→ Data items
=====
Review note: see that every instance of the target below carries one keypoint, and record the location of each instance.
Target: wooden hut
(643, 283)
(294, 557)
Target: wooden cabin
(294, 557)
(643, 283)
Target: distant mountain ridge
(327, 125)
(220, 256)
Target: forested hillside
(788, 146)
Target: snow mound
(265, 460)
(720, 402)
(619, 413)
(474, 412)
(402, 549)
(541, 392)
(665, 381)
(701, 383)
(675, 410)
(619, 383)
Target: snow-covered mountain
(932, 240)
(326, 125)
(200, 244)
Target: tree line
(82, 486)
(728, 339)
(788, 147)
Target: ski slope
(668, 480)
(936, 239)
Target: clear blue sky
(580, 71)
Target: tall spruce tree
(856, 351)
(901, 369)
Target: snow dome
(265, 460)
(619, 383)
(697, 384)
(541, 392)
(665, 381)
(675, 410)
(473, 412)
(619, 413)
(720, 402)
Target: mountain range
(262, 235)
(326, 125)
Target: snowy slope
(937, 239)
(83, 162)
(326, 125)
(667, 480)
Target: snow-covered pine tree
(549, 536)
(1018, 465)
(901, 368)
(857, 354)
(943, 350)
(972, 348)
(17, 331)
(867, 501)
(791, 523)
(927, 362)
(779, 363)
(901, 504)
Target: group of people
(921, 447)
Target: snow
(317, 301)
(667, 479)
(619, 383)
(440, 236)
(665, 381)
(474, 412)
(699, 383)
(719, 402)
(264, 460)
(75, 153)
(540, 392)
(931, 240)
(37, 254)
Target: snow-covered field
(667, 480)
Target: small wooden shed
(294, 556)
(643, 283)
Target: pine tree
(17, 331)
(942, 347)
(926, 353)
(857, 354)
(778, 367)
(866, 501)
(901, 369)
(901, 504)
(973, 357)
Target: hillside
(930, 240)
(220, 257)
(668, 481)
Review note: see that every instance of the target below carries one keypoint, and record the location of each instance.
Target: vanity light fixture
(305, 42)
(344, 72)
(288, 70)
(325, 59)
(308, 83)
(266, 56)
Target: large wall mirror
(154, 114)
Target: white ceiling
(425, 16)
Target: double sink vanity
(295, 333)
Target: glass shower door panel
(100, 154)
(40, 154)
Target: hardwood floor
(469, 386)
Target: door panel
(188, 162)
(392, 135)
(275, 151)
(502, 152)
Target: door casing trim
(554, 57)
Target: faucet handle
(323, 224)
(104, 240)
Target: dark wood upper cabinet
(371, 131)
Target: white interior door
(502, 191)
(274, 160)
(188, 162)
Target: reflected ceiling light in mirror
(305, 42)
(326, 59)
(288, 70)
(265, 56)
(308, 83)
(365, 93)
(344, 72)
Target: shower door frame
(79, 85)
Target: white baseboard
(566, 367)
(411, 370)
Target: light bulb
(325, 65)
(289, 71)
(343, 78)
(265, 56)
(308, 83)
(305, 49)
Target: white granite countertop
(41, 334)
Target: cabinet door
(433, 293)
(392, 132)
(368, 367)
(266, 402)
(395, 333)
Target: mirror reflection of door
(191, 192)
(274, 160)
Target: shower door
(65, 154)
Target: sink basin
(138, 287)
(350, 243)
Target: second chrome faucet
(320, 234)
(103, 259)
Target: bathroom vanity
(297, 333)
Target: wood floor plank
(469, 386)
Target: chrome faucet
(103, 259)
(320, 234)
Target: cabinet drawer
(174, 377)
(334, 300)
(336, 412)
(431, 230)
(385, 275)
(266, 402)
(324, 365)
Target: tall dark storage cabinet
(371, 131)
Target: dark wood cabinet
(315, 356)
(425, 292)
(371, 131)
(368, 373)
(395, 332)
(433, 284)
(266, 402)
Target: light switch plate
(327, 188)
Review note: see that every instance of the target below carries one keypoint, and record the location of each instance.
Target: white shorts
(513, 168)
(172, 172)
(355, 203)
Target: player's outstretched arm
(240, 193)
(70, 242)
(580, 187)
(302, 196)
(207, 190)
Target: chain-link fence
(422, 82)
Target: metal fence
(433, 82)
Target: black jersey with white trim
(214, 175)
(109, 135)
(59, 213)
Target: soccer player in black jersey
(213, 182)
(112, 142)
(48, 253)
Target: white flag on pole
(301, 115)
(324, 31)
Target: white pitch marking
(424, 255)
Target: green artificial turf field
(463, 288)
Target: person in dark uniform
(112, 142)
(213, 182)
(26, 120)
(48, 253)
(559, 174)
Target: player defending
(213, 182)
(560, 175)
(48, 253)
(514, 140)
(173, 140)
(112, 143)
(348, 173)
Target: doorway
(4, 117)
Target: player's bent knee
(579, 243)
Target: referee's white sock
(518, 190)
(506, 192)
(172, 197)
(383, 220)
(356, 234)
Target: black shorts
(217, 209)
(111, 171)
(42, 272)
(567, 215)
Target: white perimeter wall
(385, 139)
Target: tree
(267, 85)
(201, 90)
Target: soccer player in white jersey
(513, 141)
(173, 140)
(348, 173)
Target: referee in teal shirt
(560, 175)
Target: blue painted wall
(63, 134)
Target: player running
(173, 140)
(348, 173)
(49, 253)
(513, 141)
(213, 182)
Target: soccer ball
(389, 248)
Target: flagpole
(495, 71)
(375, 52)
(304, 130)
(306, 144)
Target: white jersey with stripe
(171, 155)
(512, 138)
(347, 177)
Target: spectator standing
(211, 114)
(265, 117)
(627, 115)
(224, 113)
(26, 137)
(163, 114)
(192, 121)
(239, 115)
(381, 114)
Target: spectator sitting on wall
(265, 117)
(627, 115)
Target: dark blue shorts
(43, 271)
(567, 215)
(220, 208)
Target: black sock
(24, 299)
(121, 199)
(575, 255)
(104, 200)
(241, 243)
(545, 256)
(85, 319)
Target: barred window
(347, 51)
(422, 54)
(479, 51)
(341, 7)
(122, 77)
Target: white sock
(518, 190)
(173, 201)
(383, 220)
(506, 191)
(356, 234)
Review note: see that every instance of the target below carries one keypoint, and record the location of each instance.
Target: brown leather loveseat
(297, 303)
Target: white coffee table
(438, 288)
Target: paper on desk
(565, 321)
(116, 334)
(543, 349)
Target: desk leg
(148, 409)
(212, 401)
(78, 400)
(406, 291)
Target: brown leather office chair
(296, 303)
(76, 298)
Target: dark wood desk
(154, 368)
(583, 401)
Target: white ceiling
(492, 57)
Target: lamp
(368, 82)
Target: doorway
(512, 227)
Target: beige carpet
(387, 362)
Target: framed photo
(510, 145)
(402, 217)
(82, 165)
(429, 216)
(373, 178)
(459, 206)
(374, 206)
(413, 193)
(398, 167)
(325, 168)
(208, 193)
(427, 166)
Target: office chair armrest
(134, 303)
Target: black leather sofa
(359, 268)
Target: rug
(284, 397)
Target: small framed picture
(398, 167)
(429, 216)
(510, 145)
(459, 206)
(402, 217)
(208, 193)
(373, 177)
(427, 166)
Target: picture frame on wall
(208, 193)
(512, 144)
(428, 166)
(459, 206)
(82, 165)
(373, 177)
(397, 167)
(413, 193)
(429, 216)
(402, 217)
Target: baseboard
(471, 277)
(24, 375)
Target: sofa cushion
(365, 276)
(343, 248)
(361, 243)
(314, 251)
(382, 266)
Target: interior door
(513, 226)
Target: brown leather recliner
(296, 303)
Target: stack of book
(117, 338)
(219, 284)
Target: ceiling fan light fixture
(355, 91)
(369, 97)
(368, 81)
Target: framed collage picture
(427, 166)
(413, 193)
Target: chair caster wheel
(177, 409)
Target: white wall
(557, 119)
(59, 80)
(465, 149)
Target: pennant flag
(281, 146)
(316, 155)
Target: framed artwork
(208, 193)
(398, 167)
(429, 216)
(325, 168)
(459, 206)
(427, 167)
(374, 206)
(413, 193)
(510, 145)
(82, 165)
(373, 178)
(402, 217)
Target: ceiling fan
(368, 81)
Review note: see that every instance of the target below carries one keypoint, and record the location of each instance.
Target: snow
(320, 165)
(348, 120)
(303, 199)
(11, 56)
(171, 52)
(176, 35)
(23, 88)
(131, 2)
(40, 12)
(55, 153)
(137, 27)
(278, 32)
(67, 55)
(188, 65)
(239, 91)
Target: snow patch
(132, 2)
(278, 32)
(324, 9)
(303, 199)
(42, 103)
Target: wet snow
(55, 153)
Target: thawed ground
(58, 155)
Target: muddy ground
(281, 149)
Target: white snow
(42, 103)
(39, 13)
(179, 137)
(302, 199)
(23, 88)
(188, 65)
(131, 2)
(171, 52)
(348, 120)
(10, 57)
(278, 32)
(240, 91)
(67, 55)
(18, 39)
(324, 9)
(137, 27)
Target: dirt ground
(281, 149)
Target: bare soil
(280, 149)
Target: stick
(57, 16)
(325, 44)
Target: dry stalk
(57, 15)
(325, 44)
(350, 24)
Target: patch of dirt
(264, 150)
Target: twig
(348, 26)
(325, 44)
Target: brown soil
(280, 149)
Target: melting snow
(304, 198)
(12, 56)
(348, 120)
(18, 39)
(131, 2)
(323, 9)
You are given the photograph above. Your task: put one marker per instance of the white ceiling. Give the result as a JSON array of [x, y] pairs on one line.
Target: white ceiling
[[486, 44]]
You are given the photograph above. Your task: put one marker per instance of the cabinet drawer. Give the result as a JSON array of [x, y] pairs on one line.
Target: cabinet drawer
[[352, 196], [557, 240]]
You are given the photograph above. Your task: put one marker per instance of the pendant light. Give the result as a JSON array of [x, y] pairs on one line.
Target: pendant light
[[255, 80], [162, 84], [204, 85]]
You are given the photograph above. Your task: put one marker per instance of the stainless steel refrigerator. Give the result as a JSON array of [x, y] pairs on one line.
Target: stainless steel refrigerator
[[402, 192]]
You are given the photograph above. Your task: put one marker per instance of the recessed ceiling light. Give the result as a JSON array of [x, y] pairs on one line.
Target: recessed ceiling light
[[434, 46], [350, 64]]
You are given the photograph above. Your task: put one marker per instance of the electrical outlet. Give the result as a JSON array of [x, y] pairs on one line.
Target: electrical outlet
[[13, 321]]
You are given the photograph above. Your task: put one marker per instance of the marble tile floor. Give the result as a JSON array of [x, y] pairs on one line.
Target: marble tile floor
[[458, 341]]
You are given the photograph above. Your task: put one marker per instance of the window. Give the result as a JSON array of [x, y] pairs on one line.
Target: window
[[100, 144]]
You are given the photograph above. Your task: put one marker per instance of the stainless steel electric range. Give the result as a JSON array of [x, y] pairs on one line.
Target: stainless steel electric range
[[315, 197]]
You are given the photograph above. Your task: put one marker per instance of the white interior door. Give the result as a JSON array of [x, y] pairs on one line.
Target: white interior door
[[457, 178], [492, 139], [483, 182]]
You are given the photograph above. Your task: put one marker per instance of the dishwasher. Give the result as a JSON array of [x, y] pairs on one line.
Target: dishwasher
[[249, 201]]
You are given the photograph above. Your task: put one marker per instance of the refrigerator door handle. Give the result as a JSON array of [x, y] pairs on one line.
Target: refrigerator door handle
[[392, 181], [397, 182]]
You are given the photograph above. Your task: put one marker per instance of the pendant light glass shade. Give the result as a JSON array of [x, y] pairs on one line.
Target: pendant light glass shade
=====
→ Your assignment
Only a number is expected here: how many lines of the records above contain "shade".

→ Answer space
2